# Task brief:
Rewrite every line of the records from the one containing "Pick out the white shoe" through the end of the records, inclusive. Multiply each x and y coordinate in the answers by 2.05 and round to whole numbers, with halves rounded up. Copy all other lines and numbers unchanged.
________________________
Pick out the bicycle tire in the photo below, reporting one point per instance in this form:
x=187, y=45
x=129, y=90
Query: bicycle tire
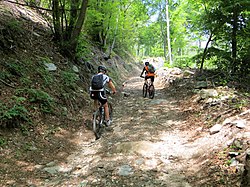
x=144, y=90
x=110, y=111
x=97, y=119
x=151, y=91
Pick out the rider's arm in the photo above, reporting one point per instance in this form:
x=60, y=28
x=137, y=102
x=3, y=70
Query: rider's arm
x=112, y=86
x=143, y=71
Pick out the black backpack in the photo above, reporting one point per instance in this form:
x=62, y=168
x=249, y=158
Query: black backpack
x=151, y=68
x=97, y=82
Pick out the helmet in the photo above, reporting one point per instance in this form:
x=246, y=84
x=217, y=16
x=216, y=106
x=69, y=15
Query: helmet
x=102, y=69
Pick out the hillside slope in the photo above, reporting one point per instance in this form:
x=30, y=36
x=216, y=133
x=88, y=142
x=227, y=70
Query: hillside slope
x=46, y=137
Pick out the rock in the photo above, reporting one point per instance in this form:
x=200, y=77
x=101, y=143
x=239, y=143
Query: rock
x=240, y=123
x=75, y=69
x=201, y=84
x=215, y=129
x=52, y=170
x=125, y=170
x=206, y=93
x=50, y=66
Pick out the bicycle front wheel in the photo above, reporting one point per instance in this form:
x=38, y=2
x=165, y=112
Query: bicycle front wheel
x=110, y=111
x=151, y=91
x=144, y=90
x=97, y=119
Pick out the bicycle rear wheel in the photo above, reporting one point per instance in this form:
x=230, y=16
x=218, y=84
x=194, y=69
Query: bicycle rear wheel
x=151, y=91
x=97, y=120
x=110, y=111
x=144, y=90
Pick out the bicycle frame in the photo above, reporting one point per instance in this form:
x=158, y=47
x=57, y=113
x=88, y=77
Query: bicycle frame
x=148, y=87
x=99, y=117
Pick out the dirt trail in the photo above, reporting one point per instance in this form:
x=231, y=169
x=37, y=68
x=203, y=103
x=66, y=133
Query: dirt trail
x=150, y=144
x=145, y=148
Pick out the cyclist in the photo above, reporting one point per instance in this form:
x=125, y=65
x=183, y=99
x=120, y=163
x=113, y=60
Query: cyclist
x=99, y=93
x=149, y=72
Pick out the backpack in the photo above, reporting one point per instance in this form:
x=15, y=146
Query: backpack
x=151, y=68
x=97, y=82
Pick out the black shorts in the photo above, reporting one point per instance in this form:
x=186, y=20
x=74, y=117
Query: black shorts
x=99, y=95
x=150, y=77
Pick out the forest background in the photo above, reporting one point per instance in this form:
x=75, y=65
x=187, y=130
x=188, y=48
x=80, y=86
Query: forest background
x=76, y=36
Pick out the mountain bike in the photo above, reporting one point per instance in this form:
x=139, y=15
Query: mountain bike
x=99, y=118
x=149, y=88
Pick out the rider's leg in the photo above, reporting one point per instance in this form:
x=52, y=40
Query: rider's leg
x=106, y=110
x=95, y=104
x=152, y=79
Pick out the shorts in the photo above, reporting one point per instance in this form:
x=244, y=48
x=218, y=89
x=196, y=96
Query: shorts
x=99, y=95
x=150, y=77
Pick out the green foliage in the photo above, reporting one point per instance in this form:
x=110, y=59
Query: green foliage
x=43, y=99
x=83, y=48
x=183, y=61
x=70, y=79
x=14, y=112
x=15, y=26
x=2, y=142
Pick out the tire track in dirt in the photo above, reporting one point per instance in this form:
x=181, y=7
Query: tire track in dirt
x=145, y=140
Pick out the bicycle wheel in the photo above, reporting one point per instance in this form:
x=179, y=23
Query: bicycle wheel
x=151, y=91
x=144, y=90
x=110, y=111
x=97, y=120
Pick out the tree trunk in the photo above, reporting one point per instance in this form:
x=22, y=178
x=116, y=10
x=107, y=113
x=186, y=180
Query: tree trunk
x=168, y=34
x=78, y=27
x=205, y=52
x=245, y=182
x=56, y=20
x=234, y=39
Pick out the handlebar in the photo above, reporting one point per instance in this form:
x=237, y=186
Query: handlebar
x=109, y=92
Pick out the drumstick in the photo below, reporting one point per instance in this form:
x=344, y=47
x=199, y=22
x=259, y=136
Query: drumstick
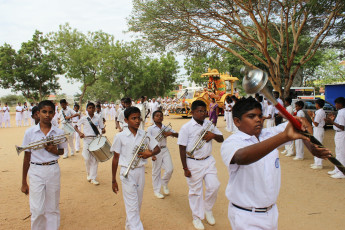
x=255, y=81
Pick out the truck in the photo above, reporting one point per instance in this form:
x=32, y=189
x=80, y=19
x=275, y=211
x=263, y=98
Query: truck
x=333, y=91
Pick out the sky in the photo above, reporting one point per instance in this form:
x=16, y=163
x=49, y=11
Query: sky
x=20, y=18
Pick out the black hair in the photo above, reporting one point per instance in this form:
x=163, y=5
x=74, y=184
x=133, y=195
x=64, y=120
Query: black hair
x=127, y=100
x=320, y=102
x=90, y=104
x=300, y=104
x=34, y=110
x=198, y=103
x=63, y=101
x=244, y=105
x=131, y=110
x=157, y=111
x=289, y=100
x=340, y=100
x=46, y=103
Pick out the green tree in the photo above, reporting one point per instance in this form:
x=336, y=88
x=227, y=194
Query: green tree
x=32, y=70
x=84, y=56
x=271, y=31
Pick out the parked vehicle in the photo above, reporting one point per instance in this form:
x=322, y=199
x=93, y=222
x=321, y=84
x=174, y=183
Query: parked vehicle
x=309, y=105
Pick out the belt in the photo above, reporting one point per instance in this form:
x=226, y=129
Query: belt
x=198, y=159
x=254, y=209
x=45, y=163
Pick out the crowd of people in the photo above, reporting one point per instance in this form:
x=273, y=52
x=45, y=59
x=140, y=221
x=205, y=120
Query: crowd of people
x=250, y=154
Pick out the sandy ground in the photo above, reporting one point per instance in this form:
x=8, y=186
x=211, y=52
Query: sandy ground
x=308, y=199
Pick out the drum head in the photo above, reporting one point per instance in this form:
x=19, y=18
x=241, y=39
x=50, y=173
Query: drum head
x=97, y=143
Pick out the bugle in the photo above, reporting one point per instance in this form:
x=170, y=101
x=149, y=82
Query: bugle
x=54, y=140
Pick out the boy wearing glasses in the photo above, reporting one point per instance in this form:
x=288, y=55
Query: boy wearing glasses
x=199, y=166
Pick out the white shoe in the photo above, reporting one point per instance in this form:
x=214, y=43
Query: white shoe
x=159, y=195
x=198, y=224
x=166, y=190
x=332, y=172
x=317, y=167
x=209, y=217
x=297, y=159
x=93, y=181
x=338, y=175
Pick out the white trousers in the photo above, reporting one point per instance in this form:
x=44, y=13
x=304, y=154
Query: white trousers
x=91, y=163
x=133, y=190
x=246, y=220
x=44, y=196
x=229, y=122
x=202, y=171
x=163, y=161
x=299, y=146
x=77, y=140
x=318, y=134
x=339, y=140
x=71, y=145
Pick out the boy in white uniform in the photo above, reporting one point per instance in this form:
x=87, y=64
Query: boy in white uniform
________________________
# Exercise output:
Pick out the white shoe in the photo above, reporting one point per instance in this form:
x=214, y=43
Query: white shoe
x=326, y=400
x=406, y=459
x=340, y=390
x=681, y=353
x=650, y=342
x=428, y=445
x=609, y=326
x=191, y=371
x=693, y=359
Pick out the white trousers in the photo above, reporting one point per instance in this form:
x=44, y=13
x=304, y=154
Query: white trousers
x=187, y=334
x=273, y=390
x=504, y=451
x=90, y=402
x=469, y=250
x=414, y=351
x=334, y=330
x=613, y=299
x=158, y=287
x=652, y=275
x=695, y=287
x=146, y=297
Pick out the boy in white uniform in the photo above, reporting one point per instance in this form:
x=87, y=64
Query: boy in white uniform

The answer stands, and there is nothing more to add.